==== MATERIAL PROVIDED ====

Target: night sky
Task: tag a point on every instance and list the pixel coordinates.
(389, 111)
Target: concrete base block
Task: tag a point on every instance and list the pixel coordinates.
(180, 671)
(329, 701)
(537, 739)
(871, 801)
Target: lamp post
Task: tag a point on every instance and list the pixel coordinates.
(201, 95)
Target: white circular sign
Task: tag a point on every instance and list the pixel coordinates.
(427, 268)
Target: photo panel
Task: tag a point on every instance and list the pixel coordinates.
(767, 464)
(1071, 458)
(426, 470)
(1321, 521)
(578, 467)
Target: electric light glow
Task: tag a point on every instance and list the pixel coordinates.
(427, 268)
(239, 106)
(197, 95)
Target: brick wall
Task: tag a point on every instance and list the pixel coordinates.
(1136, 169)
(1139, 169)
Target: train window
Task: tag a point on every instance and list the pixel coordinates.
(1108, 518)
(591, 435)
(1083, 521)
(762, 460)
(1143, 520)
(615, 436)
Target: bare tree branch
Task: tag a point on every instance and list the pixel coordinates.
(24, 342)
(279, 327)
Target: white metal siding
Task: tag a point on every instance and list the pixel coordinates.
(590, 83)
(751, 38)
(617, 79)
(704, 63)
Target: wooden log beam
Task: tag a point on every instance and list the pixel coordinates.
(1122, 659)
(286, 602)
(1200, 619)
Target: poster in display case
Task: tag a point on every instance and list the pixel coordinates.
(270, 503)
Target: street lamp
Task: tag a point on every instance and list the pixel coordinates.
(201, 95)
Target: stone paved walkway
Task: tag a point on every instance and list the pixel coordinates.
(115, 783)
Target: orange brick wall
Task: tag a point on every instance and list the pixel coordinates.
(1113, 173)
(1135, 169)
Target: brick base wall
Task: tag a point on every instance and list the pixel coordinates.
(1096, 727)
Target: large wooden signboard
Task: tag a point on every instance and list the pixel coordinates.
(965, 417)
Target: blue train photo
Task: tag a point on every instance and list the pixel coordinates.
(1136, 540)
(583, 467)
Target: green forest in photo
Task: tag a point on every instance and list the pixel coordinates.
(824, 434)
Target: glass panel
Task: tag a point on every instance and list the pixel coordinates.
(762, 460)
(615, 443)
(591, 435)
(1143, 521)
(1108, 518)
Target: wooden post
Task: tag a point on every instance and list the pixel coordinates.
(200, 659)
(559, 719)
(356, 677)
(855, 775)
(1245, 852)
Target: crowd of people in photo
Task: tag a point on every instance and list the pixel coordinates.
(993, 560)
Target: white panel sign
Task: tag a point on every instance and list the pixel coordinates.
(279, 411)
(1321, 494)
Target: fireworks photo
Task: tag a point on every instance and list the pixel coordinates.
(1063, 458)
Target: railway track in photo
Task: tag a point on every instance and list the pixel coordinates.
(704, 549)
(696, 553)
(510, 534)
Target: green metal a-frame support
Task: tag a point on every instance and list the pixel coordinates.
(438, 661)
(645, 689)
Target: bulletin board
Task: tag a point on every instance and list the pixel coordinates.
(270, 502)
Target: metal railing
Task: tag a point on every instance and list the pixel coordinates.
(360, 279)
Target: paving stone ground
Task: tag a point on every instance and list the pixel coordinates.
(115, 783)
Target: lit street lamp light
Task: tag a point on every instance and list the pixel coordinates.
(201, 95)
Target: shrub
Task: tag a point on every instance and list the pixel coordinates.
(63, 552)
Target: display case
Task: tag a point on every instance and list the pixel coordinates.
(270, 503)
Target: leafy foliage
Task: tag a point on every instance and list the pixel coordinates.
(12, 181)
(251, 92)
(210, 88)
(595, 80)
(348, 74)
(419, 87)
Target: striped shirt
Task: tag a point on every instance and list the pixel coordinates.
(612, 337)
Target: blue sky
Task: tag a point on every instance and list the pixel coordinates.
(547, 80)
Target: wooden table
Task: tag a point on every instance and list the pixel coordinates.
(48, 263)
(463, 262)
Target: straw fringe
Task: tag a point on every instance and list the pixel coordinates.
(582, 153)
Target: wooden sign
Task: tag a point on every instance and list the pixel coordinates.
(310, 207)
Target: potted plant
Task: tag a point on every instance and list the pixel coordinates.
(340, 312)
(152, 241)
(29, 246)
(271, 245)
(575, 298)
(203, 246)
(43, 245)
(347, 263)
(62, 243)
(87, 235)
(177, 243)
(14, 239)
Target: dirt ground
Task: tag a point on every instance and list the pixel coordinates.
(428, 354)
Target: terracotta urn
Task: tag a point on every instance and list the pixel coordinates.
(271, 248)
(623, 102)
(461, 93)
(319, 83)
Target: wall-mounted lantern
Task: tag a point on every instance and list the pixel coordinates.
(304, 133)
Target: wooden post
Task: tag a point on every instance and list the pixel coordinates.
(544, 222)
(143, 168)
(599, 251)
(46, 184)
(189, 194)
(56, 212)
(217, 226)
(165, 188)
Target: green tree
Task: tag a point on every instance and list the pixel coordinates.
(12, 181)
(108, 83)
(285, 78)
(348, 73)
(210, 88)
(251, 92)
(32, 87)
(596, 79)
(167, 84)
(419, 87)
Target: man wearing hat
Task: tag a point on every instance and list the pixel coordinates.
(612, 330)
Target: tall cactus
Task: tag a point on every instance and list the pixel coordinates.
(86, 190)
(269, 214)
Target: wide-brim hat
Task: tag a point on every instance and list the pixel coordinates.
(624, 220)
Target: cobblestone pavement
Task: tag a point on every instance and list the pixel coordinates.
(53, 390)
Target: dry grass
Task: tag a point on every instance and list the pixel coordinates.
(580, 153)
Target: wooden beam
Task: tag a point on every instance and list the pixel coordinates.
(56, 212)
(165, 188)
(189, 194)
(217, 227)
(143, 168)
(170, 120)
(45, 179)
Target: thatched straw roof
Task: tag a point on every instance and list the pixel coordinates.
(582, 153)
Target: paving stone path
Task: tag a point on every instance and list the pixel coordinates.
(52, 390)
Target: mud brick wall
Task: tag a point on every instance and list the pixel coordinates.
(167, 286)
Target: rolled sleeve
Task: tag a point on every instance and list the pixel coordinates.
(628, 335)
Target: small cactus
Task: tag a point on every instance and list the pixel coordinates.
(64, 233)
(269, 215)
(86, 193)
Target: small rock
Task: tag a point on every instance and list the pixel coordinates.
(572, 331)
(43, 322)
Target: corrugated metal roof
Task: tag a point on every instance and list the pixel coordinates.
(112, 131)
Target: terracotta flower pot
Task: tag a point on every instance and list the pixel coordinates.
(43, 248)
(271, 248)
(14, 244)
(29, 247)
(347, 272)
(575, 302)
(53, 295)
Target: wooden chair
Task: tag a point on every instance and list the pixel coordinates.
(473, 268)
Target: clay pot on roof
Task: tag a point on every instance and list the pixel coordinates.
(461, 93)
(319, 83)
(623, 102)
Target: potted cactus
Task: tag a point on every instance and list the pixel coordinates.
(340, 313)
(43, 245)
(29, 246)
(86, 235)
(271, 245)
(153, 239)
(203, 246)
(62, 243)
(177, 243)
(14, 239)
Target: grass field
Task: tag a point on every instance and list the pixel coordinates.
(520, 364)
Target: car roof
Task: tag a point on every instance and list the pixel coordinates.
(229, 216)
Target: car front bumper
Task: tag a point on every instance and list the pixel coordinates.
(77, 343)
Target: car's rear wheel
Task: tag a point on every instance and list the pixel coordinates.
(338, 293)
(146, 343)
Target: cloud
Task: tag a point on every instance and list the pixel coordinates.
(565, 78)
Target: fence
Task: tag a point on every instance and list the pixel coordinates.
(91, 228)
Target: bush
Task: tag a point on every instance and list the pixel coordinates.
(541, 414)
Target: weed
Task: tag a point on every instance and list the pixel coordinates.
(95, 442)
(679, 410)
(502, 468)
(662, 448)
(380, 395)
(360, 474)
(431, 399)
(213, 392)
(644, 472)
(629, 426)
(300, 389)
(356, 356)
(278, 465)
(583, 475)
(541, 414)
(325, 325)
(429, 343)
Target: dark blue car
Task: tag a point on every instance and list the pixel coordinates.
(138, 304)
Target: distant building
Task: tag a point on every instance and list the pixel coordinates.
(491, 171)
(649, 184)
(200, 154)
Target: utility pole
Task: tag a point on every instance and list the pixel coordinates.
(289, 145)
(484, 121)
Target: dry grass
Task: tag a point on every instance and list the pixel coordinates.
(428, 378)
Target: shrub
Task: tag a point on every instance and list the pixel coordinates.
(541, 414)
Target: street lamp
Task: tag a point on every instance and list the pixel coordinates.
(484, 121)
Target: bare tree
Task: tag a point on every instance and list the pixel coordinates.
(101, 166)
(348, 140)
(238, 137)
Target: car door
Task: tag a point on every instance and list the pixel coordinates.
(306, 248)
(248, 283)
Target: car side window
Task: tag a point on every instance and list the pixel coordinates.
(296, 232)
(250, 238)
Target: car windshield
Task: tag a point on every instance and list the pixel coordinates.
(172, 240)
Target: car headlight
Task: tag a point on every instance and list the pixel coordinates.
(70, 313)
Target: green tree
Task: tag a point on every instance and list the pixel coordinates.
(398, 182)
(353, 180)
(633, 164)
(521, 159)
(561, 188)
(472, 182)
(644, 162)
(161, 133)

====

- _GOAL OF THE EXERCISE_
Put the data above, everything from the line containing "Target: wooden log beam" down to the line containing "(1245, 852)", both included, into a two-column CSV with the header text,answer, one row per text and its answer. Wrap each field in double quotes and turn any line breaks inside it into spaces.

- _COMPLETE ANSWER_
text,answer
"Target: wooden log beam Task: tag a point on every instance and list the pixel coordinates.","(1122, 659) (286, 602) (1200, 619)"
"Target: poster in display case Task: tag a point on every instance and list the pixel coordinates.","(270, 503)"
"Target: street lamp Task: tag a point on every instance and list the pixel coordinates.","(201, 95)"
"Target: stone paved walkway Task: tag a point on every instance and list the pixel coordinates.","(115, 783)"
"Target: orange brick wall Task: tag a point on every instance and list the pixel coordinates.","(1113, 173) (1135, 169)"
"Target: brick base wall Task: tag a point on every instance and list the pixel coordinates.","(1096, 727)"
"Target: large wooden signboard Task: tag a point on every instance and list the pixel coordinates.","(965, 417)"
"Target: blue train photo Task: tag a point on every instance and list the pixel coordinates.","(1136, 540) (583, 467)"
"Target: green forest in photo Task: tag a point on every instance and list the pixel coordinates.","(824, 434)"
"Target: glass panel Task: tag a point on every instance and list the pixel coordinates.","(762, 460) (615, 443) (591, 435) (1143, 521) (1108, 518)"
"Target: wooden post Task: tag a point on every instance and list the pixel coordinates.","(200, 659) (559, 719) (356, 677) (855, 775) (1245, 852)"